Exercise —
Give again, word for word, every line below from the one that has "Presence check: is any dormer" through the one that has "Presence check: is any white window", both included, and no others.

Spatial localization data
━━━━━━━━━━━━━━━━━━━━

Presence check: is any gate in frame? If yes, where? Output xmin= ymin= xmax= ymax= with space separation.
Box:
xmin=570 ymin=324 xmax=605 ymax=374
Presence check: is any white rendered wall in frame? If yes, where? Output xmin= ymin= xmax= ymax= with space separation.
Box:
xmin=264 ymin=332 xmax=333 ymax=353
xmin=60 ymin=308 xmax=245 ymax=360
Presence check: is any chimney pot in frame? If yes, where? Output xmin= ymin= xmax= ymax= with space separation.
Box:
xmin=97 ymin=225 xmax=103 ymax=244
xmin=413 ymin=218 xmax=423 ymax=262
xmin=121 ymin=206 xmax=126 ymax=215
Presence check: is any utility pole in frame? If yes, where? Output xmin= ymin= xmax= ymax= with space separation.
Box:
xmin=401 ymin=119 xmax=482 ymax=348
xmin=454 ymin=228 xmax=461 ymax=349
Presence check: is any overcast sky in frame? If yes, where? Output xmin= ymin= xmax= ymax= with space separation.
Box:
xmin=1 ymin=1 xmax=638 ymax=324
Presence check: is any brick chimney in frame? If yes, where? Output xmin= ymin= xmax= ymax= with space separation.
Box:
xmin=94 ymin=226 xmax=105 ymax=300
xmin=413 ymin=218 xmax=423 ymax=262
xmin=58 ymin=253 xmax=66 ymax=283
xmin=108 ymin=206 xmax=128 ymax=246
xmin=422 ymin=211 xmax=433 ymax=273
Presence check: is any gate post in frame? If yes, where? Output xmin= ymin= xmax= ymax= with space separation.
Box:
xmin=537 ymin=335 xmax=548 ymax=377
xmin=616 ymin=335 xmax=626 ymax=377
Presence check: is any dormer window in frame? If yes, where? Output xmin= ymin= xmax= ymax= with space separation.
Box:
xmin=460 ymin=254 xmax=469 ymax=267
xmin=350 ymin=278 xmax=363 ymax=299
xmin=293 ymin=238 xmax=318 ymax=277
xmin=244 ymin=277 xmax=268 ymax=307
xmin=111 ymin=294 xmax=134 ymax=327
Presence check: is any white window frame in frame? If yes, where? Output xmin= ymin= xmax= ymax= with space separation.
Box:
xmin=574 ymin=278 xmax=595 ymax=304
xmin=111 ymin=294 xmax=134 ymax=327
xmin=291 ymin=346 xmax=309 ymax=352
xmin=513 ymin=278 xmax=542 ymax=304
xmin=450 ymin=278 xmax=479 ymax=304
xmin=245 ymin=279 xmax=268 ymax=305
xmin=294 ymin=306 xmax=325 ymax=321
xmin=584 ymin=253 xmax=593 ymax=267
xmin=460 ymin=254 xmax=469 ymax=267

━━━━━━━━━━━━━━━━━━━━

Result for this task —
Presence check: is any dormer window in frame? If yes, where? Output xmin= ymin= xmax= ymax= with space separation.
Box:
xmin=460 ymin=254 xmax=469 ymax=267
xmin=350 ymin=278 xmax=363 ymax=299
xmin=293 ymin=238 xmax=318 ymax=277
xmin=244 ymin=277 xmax=268 ymax=307
xmin=111 ymin=294 xmax=134 ymax=327
Presence check: is any white window frame in frame? If yes, where? Output xmin= ymin= xmax= ymax= with space separation.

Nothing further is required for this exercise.